> _Exercise description_:
Write the data below as a two-column CSV with the columns text and answer. Each text and the answer that follows it goes in one row, with every field in double quotes, line breaks changed to spaces, all of the data covered, and the pictures left out.

> _Stored items from a collection_:
= = = =
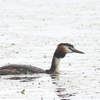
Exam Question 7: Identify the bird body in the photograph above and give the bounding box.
[0,43,84,75]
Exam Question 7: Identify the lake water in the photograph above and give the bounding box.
[0,0,100,100]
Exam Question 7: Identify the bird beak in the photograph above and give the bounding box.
[73,48,85,54]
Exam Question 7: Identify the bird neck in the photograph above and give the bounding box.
[46,56,61,74]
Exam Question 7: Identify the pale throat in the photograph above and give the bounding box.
[50,57,61,73]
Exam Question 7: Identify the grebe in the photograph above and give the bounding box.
[0,43,84,75]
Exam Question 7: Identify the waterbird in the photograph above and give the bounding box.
[0,43,84,75]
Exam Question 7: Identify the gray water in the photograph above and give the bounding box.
[0,0,100,100]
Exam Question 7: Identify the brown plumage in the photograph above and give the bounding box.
[0,43,84,75]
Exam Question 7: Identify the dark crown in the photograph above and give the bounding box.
[58,43,74,47]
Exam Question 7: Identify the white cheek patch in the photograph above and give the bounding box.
[65,46,73,53]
= = = =
> _Written solution_:
text,answer
"Exam Question 7: Identify the bird body in the photograph above and give the bounding box.","[0,43,84,75]"
"Exam Question 7: Identify the lake water in the photograph above and give the bounding box.","[0,0,100,100]"
"Exam Question 7: Identify the bird beak in the photograph above and give the bounding box.","[73,48,85,54]"
"Exam Question 7: Identify the bird neck in the photograph above and give the bounding box.","[46,56,61,74]"
"Exam Question 7: Identify the pale throat in the photograph above and give the bounding box.","[50,57,61,73]"
"Exam Question 7: Identify the grebe in the photograph above and give the bounding box.","[0,43,84,75]"
"Exam Question 7: Identify the waterbird in the photograph above and give the bounding box.","[0,43,84,75]"
"Exam Question 7: Identify the gray water in the photograph above and give the bounding box.","[0,0,100,100]"
"Exam Question 7: Identify the brown plumage in the photograph above and give the bounding box.","[0,43,84,75]"
"Exam Question 7: Identify the dark crown in the photograph above and give the bounding box.","[58,43,74,47]"
"Exam Question 7: Identify the white cheek patch in the photograph above and give the bounding box.","[65,46,73,53]"